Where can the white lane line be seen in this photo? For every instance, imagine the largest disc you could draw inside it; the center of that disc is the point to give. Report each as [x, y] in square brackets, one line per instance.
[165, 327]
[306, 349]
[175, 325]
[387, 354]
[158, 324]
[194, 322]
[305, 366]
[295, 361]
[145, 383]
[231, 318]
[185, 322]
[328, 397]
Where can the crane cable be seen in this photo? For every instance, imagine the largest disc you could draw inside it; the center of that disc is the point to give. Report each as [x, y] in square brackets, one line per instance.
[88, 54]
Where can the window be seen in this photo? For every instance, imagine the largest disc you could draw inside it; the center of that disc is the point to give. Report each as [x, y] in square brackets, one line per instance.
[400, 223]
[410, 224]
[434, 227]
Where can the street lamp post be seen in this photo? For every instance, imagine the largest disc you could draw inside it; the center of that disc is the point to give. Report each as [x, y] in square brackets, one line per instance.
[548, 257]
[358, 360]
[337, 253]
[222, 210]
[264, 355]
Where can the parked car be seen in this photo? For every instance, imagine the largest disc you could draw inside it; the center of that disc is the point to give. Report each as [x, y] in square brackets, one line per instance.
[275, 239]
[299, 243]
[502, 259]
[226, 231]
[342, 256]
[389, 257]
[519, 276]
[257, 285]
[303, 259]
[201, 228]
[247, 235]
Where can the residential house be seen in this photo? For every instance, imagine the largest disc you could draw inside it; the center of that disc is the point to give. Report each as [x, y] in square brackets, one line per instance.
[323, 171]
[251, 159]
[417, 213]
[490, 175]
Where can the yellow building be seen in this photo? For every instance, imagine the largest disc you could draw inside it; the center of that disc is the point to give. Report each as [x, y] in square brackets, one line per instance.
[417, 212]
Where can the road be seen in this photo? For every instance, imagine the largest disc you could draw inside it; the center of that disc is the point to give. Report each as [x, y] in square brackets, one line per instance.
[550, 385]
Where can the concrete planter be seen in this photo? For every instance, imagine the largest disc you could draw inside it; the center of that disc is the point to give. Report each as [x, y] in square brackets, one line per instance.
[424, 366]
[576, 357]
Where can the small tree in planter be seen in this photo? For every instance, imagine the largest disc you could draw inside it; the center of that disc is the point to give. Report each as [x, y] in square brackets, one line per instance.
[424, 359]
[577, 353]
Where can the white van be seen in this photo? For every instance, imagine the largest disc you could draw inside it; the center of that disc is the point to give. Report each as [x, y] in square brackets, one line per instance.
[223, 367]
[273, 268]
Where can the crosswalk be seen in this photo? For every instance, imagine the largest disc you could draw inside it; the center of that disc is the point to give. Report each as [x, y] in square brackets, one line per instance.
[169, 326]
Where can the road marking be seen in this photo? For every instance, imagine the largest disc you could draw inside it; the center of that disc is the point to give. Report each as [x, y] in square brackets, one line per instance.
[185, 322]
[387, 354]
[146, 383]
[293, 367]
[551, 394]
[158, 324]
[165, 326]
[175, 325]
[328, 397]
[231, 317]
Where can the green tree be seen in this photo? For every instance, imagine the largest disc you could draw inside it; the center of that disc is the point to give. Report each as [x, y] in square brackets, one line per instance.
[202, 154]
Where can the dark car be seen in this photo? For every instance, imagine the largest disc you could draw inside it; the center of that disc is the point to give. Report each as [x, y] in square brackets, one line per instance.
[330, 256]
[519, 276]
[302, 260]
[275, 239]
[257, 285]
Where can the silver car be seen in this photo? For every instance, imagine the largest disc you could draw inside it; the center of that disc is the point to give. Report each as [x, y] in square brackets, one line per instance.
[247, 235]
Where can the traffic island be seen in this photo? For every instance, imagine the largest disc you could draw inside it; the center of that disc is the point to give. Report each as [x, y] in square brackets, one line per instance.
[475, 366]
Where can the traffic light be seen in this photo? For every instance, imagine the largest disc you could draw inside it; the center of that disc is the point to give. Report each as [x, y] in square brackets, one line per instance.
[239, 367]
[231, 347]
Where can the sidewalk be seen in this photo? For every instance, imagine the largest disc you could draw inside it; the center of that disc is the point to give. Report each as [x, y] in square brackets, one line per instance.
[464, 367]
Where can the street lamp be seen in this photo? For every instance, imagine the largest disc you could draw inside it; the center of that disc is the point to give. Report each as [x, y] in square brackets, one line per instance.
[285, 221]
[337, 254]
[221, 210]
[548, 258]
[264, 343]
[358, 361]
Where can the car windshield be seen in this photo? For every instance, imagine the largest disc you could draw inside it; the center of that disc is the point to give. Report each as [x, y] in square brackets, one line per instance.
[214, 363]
☆ ☆ ☆
Problem>
Rewrite everything from the line containing "Where can the car" down to the last line, requests included, and shift every coordinate in the answers by -42.

Correct response>
Where can the car windshield be seen in this photo? For every instance, imagine the largest disc you could draw inside it; the center of that disc is the point to give. Report each as [x, y] in square brackets, one line per instance.
[172, 321]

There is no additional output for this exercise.